■ **Tasks to complete**
1. In the Spring AI and NVIDIA article, which model is given as an example choice from NVIDIA's offerings?
2. Reproduce the Spring AI and NVIDIA article word for word from "We'll explore how" to "NVIDIA integration documentation.".
3. Carry on writing the Spring AI and NVIDIA article from where it stops.

Spring AI with NVIDIA LLM API

Engineering | Christian Tzolov | August 20, 2024 | ...

Spring AI now supports NVIDIA's Large Language Model API, offering integration with a wide range of models. By leveraging NVIDIA's OpenAI-compatible API, Spring AI allows developers to use NVIDIA's LLMs through the familiar Spring AI API.

SpringAI-NVIDIA-API-5

We'll explore how to configure and use the Spring AI OpenAI chat client to connect with NVIDIA LLM API.

The demo application code is available in the nvidia-llm GitHub repository.
The SpringAI / NVIDIA integration documentation.

Prerequisite

Create NVIDIA account with sufficient credits.
Select your preferred LLM model from NVIDIA's offerings. Like the meta/llama-3.1-70b-instruct in the screenshot below.
From the model's page, obtain the API key for your chosen model.

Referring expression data
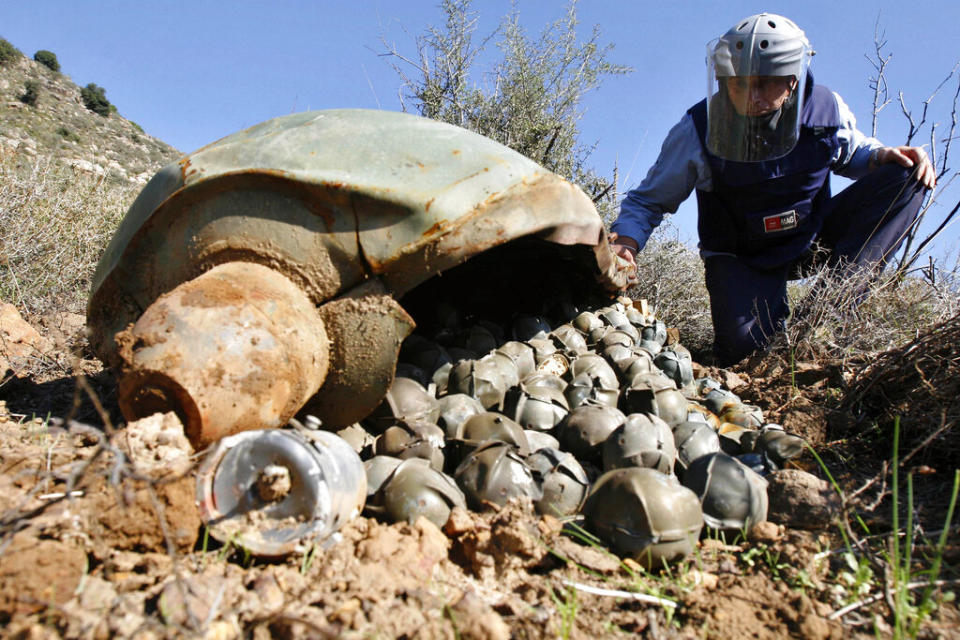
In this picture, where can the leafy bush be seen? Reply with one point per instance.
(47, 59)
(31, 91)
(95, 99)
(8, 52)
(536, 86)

==

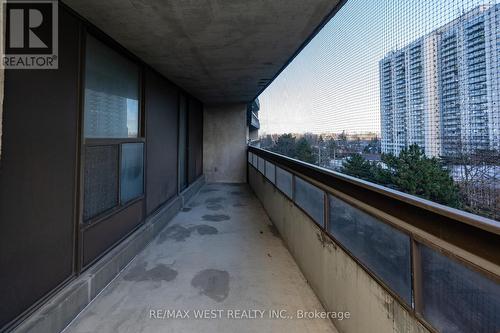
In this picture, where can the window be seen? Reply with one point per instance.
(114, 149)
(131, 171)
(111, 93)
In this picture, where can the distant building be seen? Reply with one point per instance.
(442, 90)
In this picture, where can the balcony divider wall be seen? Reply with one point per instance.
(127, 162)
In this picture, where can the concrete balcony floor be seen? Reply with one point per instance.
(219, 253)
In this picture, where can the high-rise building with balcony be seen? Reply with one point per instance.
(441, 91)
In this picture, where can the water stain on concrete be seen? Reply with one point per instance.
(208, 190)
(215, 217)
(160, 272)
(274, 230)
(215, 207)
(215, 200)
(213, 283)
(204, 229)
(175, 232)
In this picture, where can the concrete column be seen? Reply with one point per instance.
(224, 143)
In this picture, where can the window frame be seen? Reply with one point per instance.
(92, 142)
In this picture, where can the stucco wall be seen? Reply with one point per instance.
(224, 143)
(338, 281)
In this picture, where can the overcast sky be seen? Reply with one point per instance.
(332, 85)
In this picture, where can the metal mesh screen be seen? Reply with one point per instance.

■ **Expected results**
1. meta/llama-3.1-70b-instruct

2.
We'll explore how to configure and use the Spring AI OpenAI chat client to connect with NVIDIA LLM API.

The demo application code is available in the nvidia-llm GitHub repository.
The SpringAI / NVIDIA integration documentation.

3.
NVIDIA-API-KEYS

Dependencies

To get started, add the Spring AI OpenAI starter to your project. For Maven, add this to your pom.xml:

<dependency>
  <groupId>org.springframework.ai</groupId>
  <artifactId>spring-ai-openai-spring-boot-starter</artifactId>
</dependency>

For Gradle, add this to your build.gradle:

gradleCopydependencies {
  implementation 'org.springframework.ai:spring-ai-openai-spring-boot-starter'
}

Ensure you've added the Spring Milestone and Snapshot repositories and add the Spring AI BOM.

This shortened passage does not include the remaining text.